Stored data
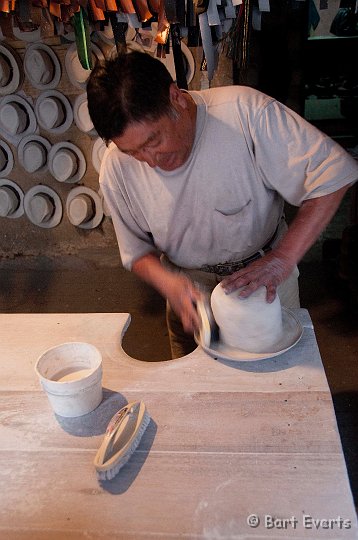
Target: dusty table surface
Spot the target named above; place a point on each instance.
(229, 443)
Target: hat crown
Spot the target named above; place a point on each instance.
(41, 207)
(39, 66)
(80, 209)
(64, 164)
(51, 112)
(9, 201)
(3, 159)
(14, 118)
(84, 116)
(34, 156)
(5, 71)
(250, 324)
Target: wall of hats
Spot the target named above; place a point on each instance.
(50, 154)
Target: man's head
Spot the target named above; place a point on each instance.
(134, 102)
(128, 88)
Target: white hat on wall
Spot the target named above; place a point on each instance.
(32, 153)
(43, 206)
(76, 73)
(17, 118)
(66, 162)
(42, 67)
(81, 115)
(54, 111)
(11, 74)
(11, 199)
(84, 208)
(6, 159)
(98, 149)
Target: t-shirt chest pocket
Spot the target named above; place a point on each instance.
(231, 224)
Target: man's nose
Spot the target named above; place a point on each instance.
(149, 156)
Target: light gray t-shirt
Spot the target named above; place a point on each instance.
(249, 155)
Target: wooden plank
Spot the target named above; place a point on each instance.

Work to be completed
Copy out every line from the one containing "Target: wall of hats" to the end of the material, both ends included.

Written answer
Target: wall of hats
Spot the target named above; place a point on each instance.
(50, 154)
Target: man's head
Spot the target named above; place a point on each instance.
(134, 102)
(128, 88)
Target: white hat on wall
Spot the target named above; place a point on each instance.
(32, 153)
(43, 206)
(76, 73)
(17, 118)
(66, 162)
(42, 67)
(81, 115)
(54, 111)
(11, 74)
(11, 199)
(84, 208)
(6, 159)
(98, 149)
Target: t-shirt chest pocket
Spot the target named above; place a point on each instance.
(231, 224)
Target: man's nose
Spot the target named above; place a point on each instance.
(149, 156)
Target: light gray t-shirt
Spot the target named above; place a point on each instance.
(249, 155)
Target: wooden plank
Spot the target named above; place a point on each instance.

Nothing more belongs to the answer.